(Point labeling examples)
- - - - - - -

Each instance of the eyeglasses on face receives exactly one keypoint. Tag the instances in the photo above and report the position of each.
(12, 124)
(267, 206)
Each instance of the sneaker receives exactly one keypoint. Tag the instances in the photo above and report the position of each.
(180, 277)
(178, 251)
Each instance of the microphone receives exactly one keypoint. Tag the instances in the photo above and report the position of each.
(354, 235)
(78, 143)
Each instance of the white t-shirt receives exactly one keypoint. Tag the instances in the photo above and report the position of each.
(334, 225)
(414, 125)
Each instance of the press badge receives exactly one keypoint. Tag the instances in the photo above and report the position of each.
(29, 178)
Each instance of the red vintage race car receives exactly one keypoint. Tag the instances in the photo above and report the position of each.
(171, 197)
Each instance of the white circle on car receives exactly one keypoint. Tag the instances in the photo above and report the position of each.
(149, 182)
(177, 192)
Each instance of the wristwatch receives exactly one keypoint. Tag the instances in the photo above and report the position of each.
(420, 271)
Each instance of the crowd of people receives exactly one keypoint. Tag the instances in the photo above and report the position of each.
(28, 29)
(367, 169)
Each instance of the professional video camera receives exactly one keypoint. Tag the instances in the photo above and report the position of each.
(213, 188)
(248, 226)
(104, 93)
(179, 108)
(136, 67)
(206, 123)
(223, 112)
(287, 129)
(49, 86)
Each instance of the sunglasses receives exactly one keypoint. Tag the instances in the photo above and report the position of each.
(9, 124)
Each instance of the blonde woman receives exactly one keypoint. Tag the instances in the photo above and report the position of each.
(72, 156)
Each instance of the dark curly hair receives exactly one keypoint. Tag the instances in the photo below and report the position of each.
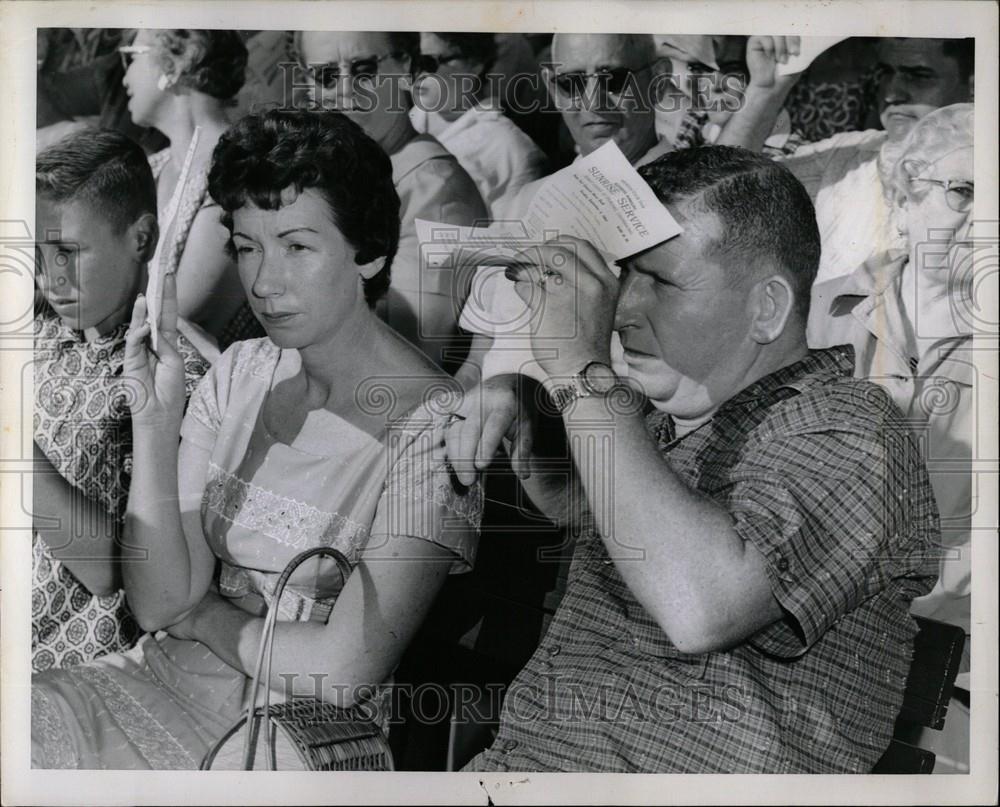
(212, 62)
(263, 154)
(767, 215)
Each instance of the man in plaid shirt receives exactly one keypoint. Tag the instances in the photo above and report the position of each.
(739, 594)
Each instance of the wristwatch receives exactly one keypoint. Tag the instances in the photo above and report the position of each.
(596, 378)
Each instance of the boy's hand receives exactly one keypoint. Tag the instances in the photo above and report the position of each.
(157, 399)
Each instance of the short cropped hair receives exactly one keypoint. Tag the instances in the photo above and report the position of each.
(101, 167)
(767, 216)
(932, 137)
(212, 62)
(475, 47)
(263, 154)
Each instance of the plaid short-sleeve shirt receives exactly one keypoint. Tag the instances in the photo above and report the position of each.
(820, 473)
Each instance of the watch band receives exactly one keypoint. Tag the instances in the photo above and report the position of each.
(565, 394)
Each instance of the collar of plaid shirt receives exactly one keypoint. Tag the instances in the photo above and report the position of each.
(826, 482)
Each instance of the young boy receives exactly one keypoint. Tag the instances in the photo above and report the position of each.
(95, 231)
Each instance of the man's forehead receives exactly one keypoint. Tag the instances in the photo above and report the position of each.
(333, 45)
(575, 52)
(910, 52)
(702, 229)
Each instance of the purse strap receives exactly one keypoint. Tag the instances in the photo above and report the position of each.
(266, 650)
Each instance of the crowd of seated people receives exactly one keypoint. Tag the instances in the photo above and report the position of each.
(795, 369)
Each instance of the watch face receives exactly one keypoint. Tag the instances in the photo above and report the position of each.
(599, 378)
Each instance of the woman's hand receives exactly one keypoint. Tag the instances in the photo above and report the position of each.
(157, 378)
(494, 410)
(186, 627)
(764, 54)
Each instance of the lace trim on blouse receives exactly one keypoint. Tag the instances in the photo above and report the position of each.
(287, 521)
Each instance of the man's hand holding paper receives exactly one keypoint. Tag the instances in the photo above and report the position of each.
(600, 199)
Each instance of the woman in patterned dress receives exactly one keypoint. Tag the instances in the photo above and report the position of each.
(96, 206)
(180, 81)
(324, 433)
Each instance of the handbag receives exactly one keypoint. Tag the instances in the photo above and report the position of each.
(325, 737)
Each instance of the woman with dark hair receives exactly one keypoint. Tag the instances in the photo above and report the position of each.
(368, 75)
(181, 81)
(296, 440)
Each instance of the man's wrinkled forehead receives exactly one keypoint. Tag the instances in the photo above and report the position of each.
(901, 52)
(586, 52)
(331, 46)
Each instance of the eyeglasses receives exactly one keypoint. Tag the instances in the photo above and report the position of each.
(613, 80)
(365, 69)
(958, 193)
(427, 63)
(129, 52)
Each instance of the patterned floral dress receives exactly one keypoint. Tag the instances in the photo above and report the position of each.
(163, 704)
(82, 425)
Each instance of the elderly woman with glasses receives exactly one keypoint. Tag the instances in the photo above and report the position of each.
(458, 100)
(180, 81)
(908, 315)
(368, 75)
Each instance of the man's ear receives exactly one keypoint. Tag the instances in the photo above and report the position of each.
(771, 302)
(547, 78)
(144, 234)
(372, 268)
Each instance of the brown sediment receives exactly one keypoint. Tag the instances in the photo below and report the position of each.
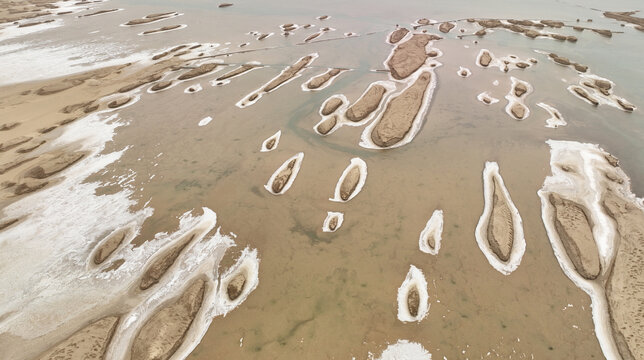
(140, 82)
(399, 114)
(54, 165)
(327, 125)
(552, 23)
(282, 178)
(584, 94)
(602, 32)
(623, 291)
(518, 110)
(323, 78)
(109, 245)
(350, 183)
(625, 105)
(626, 16)
(161, 85)
(149, 18)
(36, 23)
(397, 35)
(118, 102)
(161, 264)
(288, 74)
(198, 71)
(162, 29)
(236, 286)
(485, 59)
(163, 333)
(367, 103)
(238, 71)
(409, 56)
(413, 301)
(312, 36)
(12, 143)
(13, 164)
(8, 126)
(28, 186)
(500, 229)
(89, 342)
(331, 105)
(446, 27)
(99, 12)
(6, 223)
(575, 231)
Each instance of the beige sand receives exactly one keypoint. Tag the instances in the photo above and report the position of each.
(367, 103)
(164, 332)
(87, 343)
(397, 35)
(162, 263)
(282, 178)
(331, 105)
(400, 112)
(409, 56)
(575, 231)
(500, 230)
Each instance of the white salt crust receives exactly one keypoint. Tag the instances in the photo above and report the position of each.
(433, 228)
(518, 246)
(499, 62)
(556, 119)
(404, 350)
(260, 92)
(327, 84)
(275, 137)
(513, 99)
(330, 215)
(486, 95)
(296, 169)
(56, 289)
(586, 186)
(362, 166)
(415, 278)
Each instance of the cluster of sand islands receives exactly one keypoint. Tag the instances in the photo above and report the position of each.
(594, 222)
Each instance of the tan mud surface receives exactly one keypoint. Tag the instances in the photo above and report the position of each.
(163, 333)
(399, 114)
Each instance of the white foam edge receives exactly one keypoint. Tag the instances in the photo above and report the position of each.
(276, 137)
(339, 112)
(498, 62)
(518, 244)
(554, 121)
(610, 100)
(296, 169)
(13, 31)
(584, 189)
(415, 278)
(181, 26)
(170, 16)
(247, 262)
(486, 94)
(244, 102)
(205, 121)
(404, 350)
(434, 228)
(304, 85)
(329, 216)
(461, 69)
(362, 167)
(417, 123)
(513, 99)
(196, 88)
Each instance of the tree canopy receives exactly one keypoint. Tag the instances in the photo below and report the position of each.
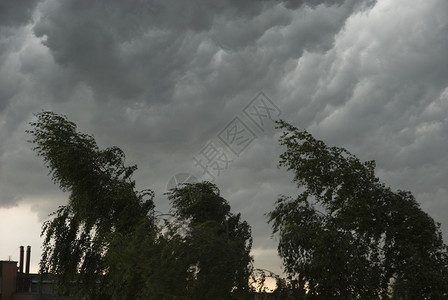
(107, 242)
(349, 236)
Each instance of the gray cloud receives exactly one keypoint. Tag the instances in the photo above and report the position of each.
(13, 13)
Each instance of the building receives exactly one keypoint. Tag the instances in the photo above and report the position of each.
(17, 284)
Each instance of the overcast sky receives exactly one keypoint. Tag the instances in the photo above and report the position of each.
(190, 86)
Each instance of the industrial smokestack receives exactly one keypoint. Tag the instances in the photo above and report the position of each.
(21, 260)
(28, 257)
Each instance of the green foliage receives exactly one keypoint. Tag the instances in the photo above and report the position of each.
(347, 235)
(106, 243)
(217, 243)
(103, 207)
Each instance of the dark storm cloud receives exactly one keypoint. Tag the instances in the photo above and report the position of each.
(134, 49)
(14, 13)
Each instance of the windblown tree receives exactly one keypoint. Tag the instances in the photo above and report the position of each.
(86, 239)
(216, 243)
(349, 236)
(107, 243)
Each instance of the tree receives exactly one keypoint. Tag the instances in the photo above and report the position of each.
(216, 243)
(107, 242)
(85, 239)
(347, 235)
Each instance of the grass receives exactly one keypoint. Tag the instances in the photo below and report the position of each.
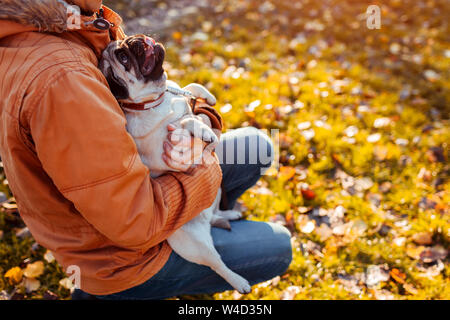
(363, 124)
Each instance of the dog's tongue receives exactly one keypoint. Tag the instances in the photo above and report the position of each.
(149, 61)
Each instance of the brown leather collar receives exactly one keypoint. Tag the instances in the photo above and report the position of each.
(145, 105)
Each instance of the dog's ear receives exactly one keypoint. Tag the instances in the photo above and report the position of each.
(118, 86)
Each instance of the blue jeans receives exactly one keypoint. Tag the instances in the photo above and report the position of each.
(258, 251)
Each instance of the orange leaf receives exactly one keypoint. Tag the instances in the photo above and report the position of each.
(15, 275)
(287, 172)
(308, 194)
(398, 276)
(410, 288)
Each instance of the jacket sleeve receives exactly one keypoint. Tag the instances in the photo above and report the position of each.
(81, 140)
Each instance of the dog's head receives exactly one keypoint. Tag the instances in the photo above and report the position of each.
(133, 68)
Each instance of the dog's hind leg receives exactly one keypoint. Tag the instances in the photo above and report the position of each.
(198, 247)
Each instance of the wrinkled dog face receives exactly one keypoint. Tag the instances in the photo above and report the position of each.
(133, 68)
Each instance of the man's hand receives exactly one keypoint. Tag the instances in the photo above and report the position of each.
(182, 151)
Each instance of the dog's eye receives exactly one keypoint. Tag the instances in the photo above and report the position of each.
(123, 58)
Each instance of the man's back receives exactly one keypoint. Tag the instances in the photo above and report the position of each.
(80, 186)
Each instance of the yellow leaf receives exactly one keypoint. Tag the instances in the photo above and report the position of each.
(15, 275)
(271, 172)
(66, 283)
(31, 284)
(177, 35)
(34, 270)
(48, 256)
(287, 172)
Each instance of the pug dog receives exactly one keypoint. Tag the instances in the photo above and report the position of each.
(134, 70)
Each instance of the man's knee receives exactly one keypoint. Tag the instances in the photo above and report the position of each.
(282, 237)
(260, 147)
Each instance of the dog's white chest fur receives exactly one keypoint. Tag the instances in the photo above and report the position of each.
(193, 240)
(149, 129)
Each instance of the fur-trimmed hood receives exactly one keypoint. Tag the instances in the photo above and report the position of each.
(54, 16)
(44, 15)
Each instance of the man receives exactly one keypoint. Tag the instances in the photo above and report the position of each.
(79, 183)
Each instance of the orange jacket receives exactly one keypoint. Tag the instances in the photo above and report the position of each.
(73, 168)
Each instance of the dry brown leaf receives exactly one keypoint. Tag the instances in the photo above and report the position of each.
(410, 288)
(31, 284)
(414, 252)
(66, 283)
(14, 275)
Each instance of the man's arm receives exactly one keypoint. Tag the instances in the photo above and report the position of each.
(81, 140)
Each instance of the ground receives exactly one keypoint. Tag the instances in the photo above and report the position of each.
(362, 116)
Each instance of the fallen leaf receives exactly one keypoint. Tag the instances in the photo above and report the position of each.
(308, 227)
(286, 172)
(414, 251)
(433, 254)
(66, 283)
(308, 194)
(383, 295)
(34, 270)
(410, 288)
(376, 274)
(398, 276)
(14, 275)
(48, 256)
(423, 238)
(31, 284)
(48, 295)
(290, 292)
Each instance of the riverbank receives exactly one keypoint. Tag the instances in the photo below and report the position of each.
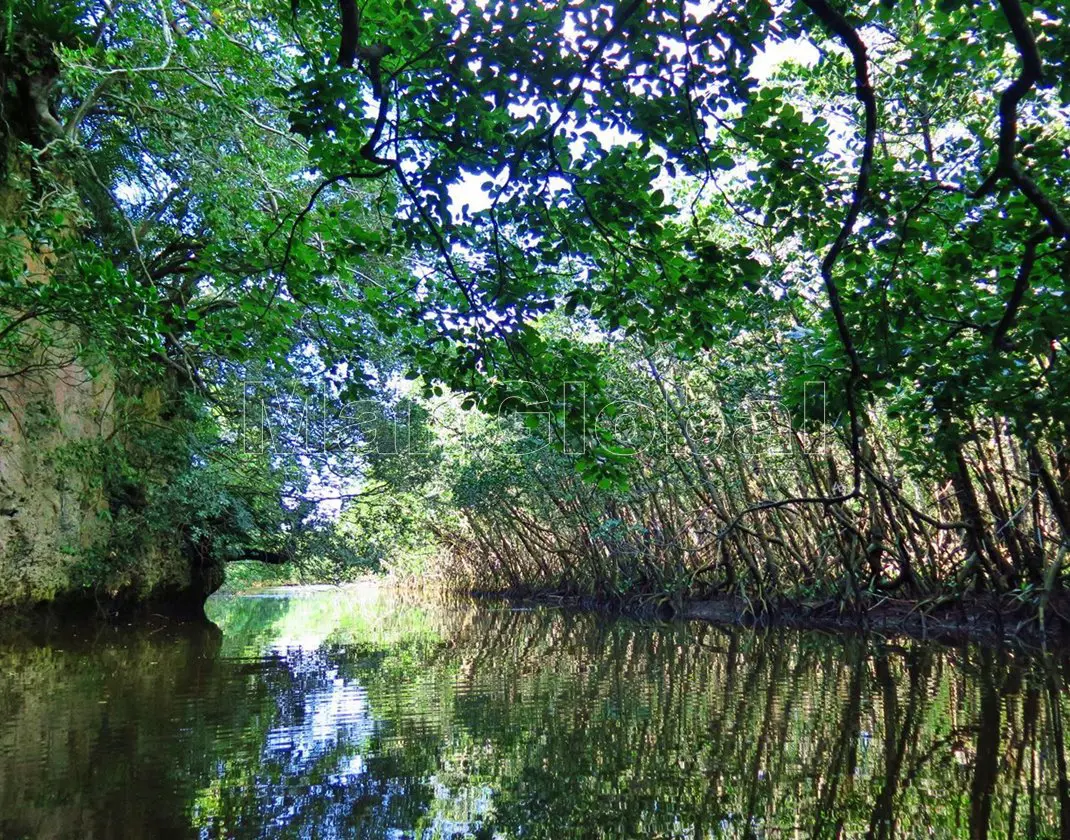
(983, 620)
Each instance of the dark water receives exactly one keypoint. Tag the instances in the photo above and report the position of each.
(347, 714)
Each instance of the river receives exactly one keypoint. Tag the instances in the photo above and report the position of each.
(355, 713)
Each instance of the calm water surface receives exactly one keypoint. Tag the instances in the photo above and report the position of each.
(327, 713)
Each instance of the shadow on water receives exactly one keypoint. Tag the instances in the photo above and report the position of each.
(350, 714)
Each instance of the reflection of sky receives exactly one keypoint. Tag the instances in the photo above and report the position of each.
(319, 758)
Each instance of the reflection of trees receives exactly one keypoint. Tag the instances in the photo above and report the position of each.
(461, 720)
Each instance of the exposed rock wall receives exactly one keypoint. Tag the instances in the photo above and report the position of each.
(55, 523)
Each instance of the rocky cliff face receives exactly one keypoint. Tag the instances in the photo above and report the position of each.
(57, 540)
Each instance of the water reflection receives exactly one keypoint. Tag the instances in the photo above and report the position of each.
(348, 714)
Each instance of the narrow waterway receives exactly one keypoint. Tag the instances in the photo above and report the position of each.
(326, 713)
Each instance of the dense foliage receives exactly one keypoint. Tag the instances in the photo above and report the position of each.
(700, 208)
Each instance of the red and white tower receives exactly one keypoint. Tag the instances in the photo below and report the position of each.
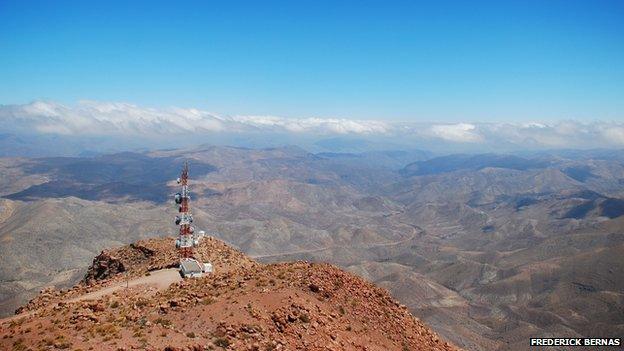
(186, 240)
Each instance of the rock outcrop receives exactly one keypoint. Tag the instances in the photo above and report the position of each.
(243, 305)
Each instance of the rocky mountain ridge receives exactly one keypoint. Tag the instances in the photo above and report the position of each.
(243, 305)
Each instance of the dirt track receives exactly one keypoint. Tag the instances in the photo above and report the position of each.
(160, 280)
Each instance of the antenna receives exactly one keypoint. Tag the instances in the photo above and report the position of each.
(184, 219)
(187, 240)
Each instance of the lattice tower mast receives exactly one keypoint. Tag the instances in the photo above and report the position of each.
(185, 241)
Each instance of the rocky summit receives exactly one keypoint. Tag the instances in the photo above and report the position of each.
(132, 297)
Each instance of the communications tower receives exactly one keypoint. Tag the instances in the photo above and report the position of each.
(187, 240)
(184, 219)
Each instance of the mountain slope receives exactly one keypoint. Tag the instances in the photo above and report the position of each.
(243, 305)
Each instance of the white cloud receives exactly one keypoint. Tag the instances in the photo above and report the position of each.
(104, 118)
(92, 118)
(461, 132)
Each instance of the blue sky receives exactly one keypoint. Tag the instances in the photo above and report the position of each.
(437, 61)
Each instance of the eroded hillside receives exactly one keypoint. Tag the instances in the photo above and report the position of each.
(243, 305)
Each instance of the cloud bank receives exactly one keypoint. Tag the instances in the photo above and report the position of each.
(90, 118)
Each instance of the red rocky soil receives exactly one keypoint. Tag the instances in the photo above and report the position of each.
(243, 305)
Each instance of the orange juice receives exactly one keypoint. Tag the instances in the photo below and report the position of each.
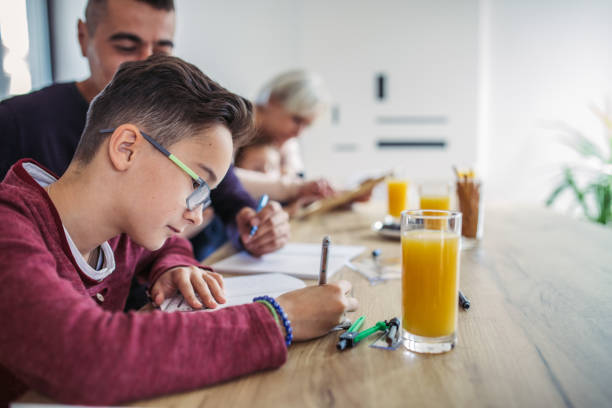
(397, 193)
(433, 202)
(430, 272)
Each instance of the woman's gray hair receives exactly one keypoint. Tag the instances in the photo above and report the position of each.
(300, 92)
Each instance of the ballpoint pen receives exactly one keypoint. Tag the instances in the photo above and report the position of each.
(263, 201)
(324, 257)
(463, 301)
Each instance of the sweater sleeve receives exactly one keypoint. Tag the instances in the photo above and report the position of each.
(58, 341)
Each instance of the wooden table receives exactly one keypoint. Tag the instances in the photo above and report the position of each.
(539, 331)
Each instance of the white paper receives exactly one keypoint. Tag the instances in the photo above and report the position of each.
(240, 290)
(301, 260)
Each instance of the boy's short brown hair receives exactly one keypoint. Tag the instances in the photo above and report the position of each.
(166, 97)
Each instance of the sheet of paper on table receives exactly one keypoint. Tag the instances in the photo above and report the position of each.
(296, 259)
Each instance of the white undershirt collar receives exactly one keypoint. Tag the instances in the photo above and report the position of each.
(107, 263)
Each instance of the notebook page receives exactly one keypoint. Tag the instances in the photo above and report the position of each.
(296, 259)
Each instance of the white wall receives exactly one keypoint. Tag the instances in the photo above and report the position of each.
(69, 64)
(510, 68)
(547, 61)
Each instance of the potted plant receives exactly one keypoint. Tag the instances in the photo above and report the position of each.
(593, 190)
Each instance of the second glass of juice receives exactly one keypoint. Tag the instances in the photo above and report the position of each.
(435, 196)
(397, 196)
(430, 279)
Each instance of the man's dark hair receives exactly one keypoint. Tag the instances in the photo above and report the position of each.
(168, 99)
(96, 10)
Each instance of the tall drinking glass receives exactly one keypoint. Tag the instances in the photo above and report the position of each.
(431, 241)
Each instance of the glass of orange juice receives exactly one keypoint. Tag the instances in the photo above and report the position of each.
(431, 241)
(435, 196)
(397, 193)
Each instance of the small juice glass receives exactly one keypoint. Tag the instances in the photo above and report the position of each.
(397, 191)
(431, 247)
(435, 196)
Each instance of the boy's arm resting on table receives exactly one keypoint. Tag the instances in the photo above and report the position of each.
(57, 340)
(176, 251)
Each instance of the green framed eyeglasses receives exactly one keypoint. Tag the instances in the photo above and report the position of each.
(201, 195)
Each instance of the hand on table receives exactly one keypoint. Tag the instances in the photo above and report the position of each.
(189, 280)
(315, 310)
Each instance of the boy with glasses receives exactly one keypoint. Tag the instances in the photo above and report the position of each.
(157, 139)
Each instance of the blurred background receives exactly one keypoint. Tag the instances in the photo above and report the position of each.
(417, 85)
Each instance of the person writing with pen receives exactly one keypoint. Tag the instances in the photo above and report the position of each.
(158, 139)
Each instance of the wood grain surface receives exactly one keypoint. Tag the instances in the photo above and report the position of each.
(538, 333)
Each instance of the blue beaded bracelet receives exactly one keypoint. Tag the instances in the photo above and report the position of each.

- - - - - - -

▶ **Work to complete**
Quote exactly and only the lines from the one holding "Each instance of the white wall" through the end of the data.

▶ **Response to the exercise**
Each instance of the white wall receives exactly one keypoint. Tag the instances in the photo above and report the position of each.
(69, 64)
(510, 68)
(547, 61)
Each instance of the potted plant receives exactly one keypoint. Tag the instances in the photo above and report the position of each.
(593, 190)
Each instance of the second glass of juice receives exactly one keypoint. Tag the instances in the photo above and report the position of each.
(435, 196)
(397, 196)
(430, 279)
Each instance of the man's dark hair receives exactly one keypoint. Tag the instances in the photo above and report the position of each.
(168, 99)
(96, 10)
Each instance of the tall drinking glass receives exactly one keypoint. Tag the instances in the photo above and report the position of each.
(431, 241)
Each instance of the glass of orange juice receives exactly one keypoint. Tag the instances in the photo above and report the position of each.
(431, 241)
(435, 196)
(397, 193)
Each instance of the small juice glass receives exactly one keypoint. Tag the instances in the photo above and report the position of each.
(397, 191)
(431, 247)
(435, 196)
Each instance of the boy's arm resting on table receives exactly one keypoint. Tag the instances in the photo above and report the position of each.
(57, 340)
(176, 251)
Each instance of the green framed eyeglasses receives exactly one keypoint. Tag the instances in the photo above and report the position of each.
(201, 195)
Each instance of the hand on table receives exactly one keypoint. Tag the instances in the photo above and report the position of each.
(189, 280)
(315, 310)
Each instance of the boy with glasses receives exactly one keypoint. Tag the instances in the photo above and report the position of each.
(157, 139)
Each instance of the blurred background receives exactly one keypoint. Tag the instances in the photo above and report the position of each.
(417, 85)
Each instance of the person writing with pen receives exactly one keypoint. Tag the instances in the photo above and report the position of each.
(158, 139)
Each instance of the wood grain surface receives exactly one keypoint. Tag the instances in the photo above and report the position of each.
(538, 333)
Each instance of the blue beaded bracelet receives exactly one keypoint. Tag the instances in the photo above and report the position of each.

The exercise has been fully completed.